DIRECTIONS – Without the pictures, repeat the listing character for character.
── THE RECORDS
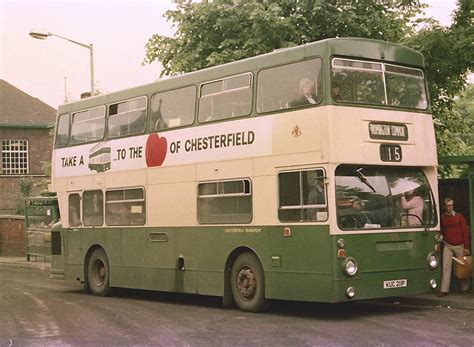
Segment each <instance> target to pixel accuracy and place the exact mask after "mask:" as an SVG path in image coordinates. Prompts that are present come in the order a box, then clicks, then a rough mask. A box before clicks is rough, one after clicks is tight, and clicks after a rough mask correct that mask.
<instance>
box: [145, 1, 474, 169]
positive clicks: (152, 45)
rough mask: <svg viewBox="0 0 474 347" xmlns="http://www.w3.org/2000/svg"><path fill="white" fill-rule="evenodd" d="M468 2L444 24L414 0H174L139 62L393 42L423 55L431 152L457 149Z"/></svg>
mask: <svg viewBox="0 0 474 347" xmlns="http://www.w3.org/2000/svg"><path fill="white" fill-rule="evenodd" d="M473 6H474V2H473V1H472V0H458V7H457V10H456V11H455V13H454V21H453V24H452V25H451V26H450V27H449V28H445V27H442V26H440V25H439V23H438V22H436V21H435V20H432V19H429V18H428V19H426V18H419V19H415V18H416V17H417V15H420V14H423V9H424V8H426V7H427V6H426V5H424V4H423V3H421V1H420V0H384V1H380V0H357V1H354V0H260V1H257V0H213V1H211V0H208V1H202V2H192V1H191V0H176V9H175V10H171V11H167V12H166V14H165V16H166V18H167V19H168V21H170V22H172V23H173V25H174V26H175V27H176V29H177V30H176V33H175V36H174V37H172V38H169V37H165V36H161V35H153V36H152V37H151V38H150V39H149V41H148V43H147V45H146V56H145V59H144V64H146V63H153V62H161V64H162V65H163V70H162V72H161V75H162V76H163V75H176V74H180V73H184V72H190V71H195V70H199V69H203V68H206V67H210V66H215V65H218V64H223V63H227V62H230V61H234V60H239V59H243V58H247V57H251V56H255V55H258V54H262V53H267V52H270V51H273V50H274V49H277V48H285V47H291V46H295V45H299V44H304V43H307V42H312V41H317V40H321V39H325V38H330V37H349V36H350V37H364V38H373V39H379V40H385V41H391V42H400V43H403V44H404V45H406V46H409V47H411V48H414V49H416V50H418V51H420V52H422V53H423V54H424V56H425V63H426V76H427V79H428V82H429V88H430V90H429V94H430V100H431V105H432V112H433V118H434V122H435V131H436V139H437V145H438V153H439V155H459V154H464V153H466V151H468V146H467V145H466V143H465V141H472V138H469V139H467V138H466V137H465V136H464V137H462V136H459V135H460V134H463V133H465V132H466V129H467V128H468V126H469V124H470V123H469V122H468V120H469V117H466V116H465V114H463V113H462V111H461V110H459V109H457V108H454V98H455V96H456V95H460V94H461V93H462V91H463V89H464V87H465V86H466V77H467V75H468V74H469V73H470V72H472V71H474V68H473V64H474V49H472V41H473V37H474V26H473V25H472V13H473V10H474V9H473ZM418 17H419V16H418ZM420 25H424V27H423V29H422V30H419V29H418V28H419V26H420ZM407 92H408V93H409V91H407ZM471 149H472V148H471ZM440 172H441V176H442V177H447V176H450V175H452V174H453V170H451V169H450V168H442V169H441V170H440Z"/></svg>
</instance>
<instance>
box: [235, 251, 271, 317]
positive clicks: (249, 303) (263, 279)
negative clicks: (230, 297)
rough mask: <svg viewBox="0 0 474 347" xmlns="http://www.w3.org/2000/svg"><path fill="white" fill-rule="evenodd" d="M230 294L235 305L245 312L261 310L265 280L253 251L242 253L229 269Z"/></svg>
mask: <svg viewBox="0 0 474 347" xmlns="http://www.w3.org/2000/svg"><path fill="white" fill-rule="evenodd" d="M231 288H232V296H233V297H234V301H235V303H236V304H237V306H238V307H239V308H240V309H241V310H242V311H246V312H262V311H264V310H265V309H266V308H267V307H268V305H267V301H266V300H265V280H264V273H263V268H262V265H261V264H260V261H259V260H258V258H257V256H256V255H255V254H253V253H242V254H240V255H239V256H238V257H237V259H236V260H235V262H234V264H233V265H232V271H231Z"/></svg>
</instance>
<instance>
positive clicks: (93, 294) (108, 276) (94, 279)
mask: <svg viewBox="0 0 474 347" xmlns="http://www.w3.org/2000/svg"><path fill="white" fill-rule="evenodd" d="M84 287H85V288H86V287H87V288H88V289H89V291H90V292H91V293H92V295H97V296H106V295H107V294H108V293H109V291H110V268H109V259H108V258H107V254H105V252H104V250H103V249H102V248H96V249H95V250H94V251H93V252H92V254H91V256H90V258H89V261H88V262H87V283H86V284H85V286H84Z"/></svg>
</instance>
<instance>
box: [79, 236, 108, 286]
────
OUTPUT –
Segment each <instance> target to pixel accuracy and place the exact mask after "mask:" as an SVG path in image coordinates. Prompts that are present come in the order a box, then clicks, then a rough mask. A box before clicks is rough, one after clicks is tight, and clicks after a rough mask correct that mask.
<instance>
box: [145, 1, 474, 169]
positive clicks: (152, 45)
rough mask: <svg viewBox="0 0 474 347" xmlns="http://www.w3.org/2000/svg"><path fill="white" fill-rule="evenodd" d="M468 2L444 24L414 0H174L139 62L393 42L423 55L431 152L457 149Z"/></svg>
mask: <svg viewBox="0 0 474 347" xmlns="http://www.w3.org/2000/svg"><path fill="white" fill-rule="evenodd" d="M473 6H474V2H473V1H472V0H458V7H457V10H456V11H455V13H454V21H453V24H452V25H451V26H450V27H449V28H445V27H442V26H440V25H439V23H438V22H436V21H435V20H432V19H429V18H428V19H426V18H419V19H415V18H416V17H417V15H420V14H423V9H424V8H426V7H427V6H426V5H424V4H423V3H421V1H420V0H384V1H380V0H357V1H354V0H260V1H257V0H213V1H211V0H208V1H202V2H192V1H191V0H176V9H175V10H171V11H167V12H166V14H165V16H166V18H167V19H168V21H170V22H172V23H173V25H174V26H175V27H176V29H177V30H176V33H175V36H174V37H172V38H169V37H165V36H161V35H153V36H152V37H151V38H150V39H149V41H148V43H147V45H146V56H145V59H144V64H146V63H153V62H161V64H162V65H163V70H162V72H161V75H162V76H163V75H176V74H180V73H184V72H190V71H195V70H199V69H203V68H206V67H210V66H215V65H218V64H223V63H227V62H230V61H234V60H239V59H243V58H247V57H251V56H255V55H258V54H262V53H267V52H270V51H273V50H274V49H277V48H285V47H291V46H295V45H299V44H304V43H307V42H312V41H317V40H321V39H325V38H330V37H349V36H350V37H364V38H373V39H379V40H385V41H391V42H400V43H403V44H404V45H406V46H409V47H411V48H414V49H416V50H418V51H420V52H422V53H423V54H424V56H425V63H426V76H427V79H428V82H429V88H430V90H429V94H430V100H431V105H432V112H433V118H434V122H435V131H436V139H437V145H438V153H439V155H459V154H464V153H466V151H468V146H467V145H466V143H465V141H472V138H469V139H467V138H466V137H465V136H464V137H462V136H459V135H460V134H463V133H465V132H466V129H467V128H468V126H469V124H470V123H469V122H468V120H469V117H466V116H465V114H463V113H462V111H461V110H459V109H457V108H454V98H455V96H456V95H460V94H461V93H462V91H463V89H464V87H465V86H466V77H467V75H468V74H469V73H470V72H472V71H474V68H473V64H474V49H472V41H473V37H474V26H473V25H472V13H473V10H474V9H473ZM418 17H419V16H418ZM420 25H424V27H423V29H422V30H419V29H418V28H419V26H420ZM407 92H408V93H409V91H407ZM471 149H472V148H471ZM440 172H441V176H442V177H447V176H450V175H452V174H453V170H451V169H450V168H442V169H441V170H440Z"/></svg>
</instance>
<instance>
box: [235, 251, 271, 317]
positive clicks: (249, 303) (263, 279)
negative clicks: (230, 297)
rough mask: <svg viewBox="0 0 474 347" xmlns="http://www.w3.org/2000/svg"><path fill="white" fill-rule="evenodd" d="M230 294L235 305L245 312L261 310L265 280L253 251L242 253L229 269Z"/></svg>
mask: <svg viewBox="0 0 474 347" xmlns="http://www.w3.org/2000/svg"><path fill="white" fill-rule="evenodd" d="M231 288H232V296H233V297H234V301H235V303H236V304H237V306H238V307H239V308H240V309H241V310H242V311H246V312H262V311H264V310H265V309H266V308H267V307H268V305H267V301H266V300H265V280H264V273H263V268H262V265H261V264H260V261H259V260H258V258H257V256H256V255H255V254H253V253H242V254H240V255H239V256H238V257H237V259H236V260H235V262H234V264H233V265H232V271H231Z"/></svg>
</instance>
<instance>
positive clicks: (93, 294) (108, 276) (94, 279)
mask: <svg viewBox="0 0 474 347" xmlns="http://www.w3.org/2000/svg"><path fill="white" fill-rule="evenodd" d="M84 287H85V288H86V287H87V288H88V289H89V291H90V292H91V293H92V295H97V296H106V295H107V294H108V293H109V291H110V268H109V259H108V258H107V254H105V252H104V250H103V249H102V248H96V249H95V250H94V251H93V252H92V254H91V256H90V258H89V261H88V262H87V283H86V284H85V286H84Z"/></svg>
</instance>
<instance>
box: [79, 236, 108, 286]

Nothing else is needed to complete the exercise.